§ Given exercise 1
Answer these questions using the court opinion below:
(a) Where was Tangreti incarcerated from August 2013 to November 2014?
(b) What happened to Correctional Officer Daniel Crowley after the Security Division investigation?
(c) Which program did Bachmann oversee as a counselor supervisor?

§ Document section
+--
Applying the proper standard, we conclude that there is insufficient evidence in the pretrial record for the inference that Bachmann, through her own actions, displayed deliberate indifference to the substantial risk of sexual abuse. Even considering only Tangreti's version of the facts, the pretrial record does not support the inference that Bachmann had subjective knowledge that Tangreti was at a substantial risk of sexual abuse. See Farmer v. Brennan , 511 U.S. 825, 829, 837, 114 S.Ct. 1970, 128 L.Ed.2d 811 (1994). It is not sufficient, as the district court maintained, that Bachmann should have known of the substantial risk of sexual abuse.
Accordingly, we reverse the district court and remand with instructions to enter summary judgment for Bachmann.
BACKGROUND
I
From August 2013 to November 2014, Tangreti was incarcerated at York Correctional Institute. Over a period of several months in 2014, Tangreti was sexually abused on numerous occasions by three York correctional officers—Jeffrey Bromley, Matthew Gillette, and Kareem Dawson. During this period, Tangreti lived on the first floor of the Davis Building. Dawson and Bromley were assigned to the first floor of the Davis Building. Correctional officers assigned to the first floor had an office on that floor. Tangreti was sexually abused by Bromley from May 2014 through September 2014, and by Dawson starting in March 2014. Gillette sexually abused Tangreti twice on the two days that Gillette was assigned to the Davis Building in September 2014. Tangreti did not formally report these incidents to any of the staff until October 31, 2014. On that date, Bachmann and Captain Alex Smith, who supervised the correctional officers, learned from another inmate that Tangreti was being sexually abused and questioned Tangreti about it. York allows an inmate to submit an inmate request form or inmate administrative remedy anonymously, but Tangreti did not use these mechanisms.
On October 24, 2014, Tangreti gave a personal note to Correctional Officer Daniel Crowley, in which she stated that she was in a relationship with an unnamed correctional officer. Crowley discarded the note and did not report this information to any supervisor. After the Department of Corrections Security Division conducted an investigation into this matter, Crowley was terminated from his employment and criminally prosecuted. Tangreti v. Semple , No. 3:17-CV-1420, 2019 WL 4958053, at *3 (D. Conn. October 8, 2019).
During the period of sexual abuse, Bachmann was a counselor supervisor in the Davis Building and had an office on the first floor. As a counselor supervisor, Bachmann oversaw the day-to-day operations of the Marilyn Baker Substance Abuse Program, which is based in the Davis Building. Bachmann was not Tangreti's individual counselor, but she did interact with the inmates in the substance abuse program, including Tangreti.
In her role as a counselor supervisor, Bachmann was not specifically responsible for compliance matters related to the Prison Rape Elimination Act ("PREA"), 34 U.S.C. §§ 30301 et seq . However, if a PREA incident occurred in the Davis Building, Bachmann would ensure that the proper paperwork was completed and forwarded to the PREA Coordinator.
+--
§ Given exercise 2
Copy the records word for word, starting at the line that contains "above, listing one point per instance." and ending at the end of the records.
+--
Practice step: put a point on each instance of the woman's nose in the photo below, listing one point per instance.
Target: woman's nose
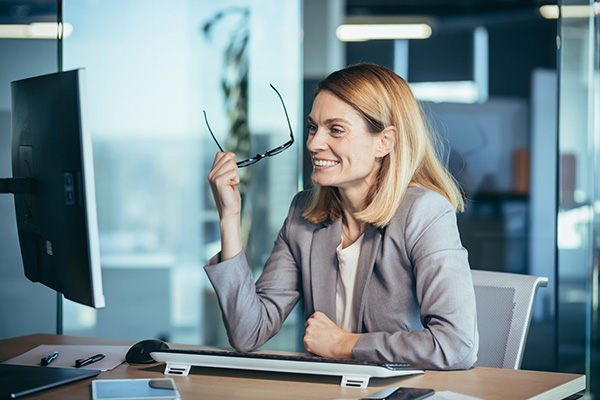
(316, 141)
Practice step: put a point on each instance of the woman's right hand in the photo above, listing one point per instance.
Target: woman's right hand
+--
§ Task output 1
(a) York Correctional Institute.
(b) He was terminated from his employment and criminally prosecuted.
(c) The Marilyn Baker Substance Abuse Program.

§ Task output 2
Practice step: put a point on each instance of the woman's right hand in the photo above, listing one point per instance.
Target: woman's right hand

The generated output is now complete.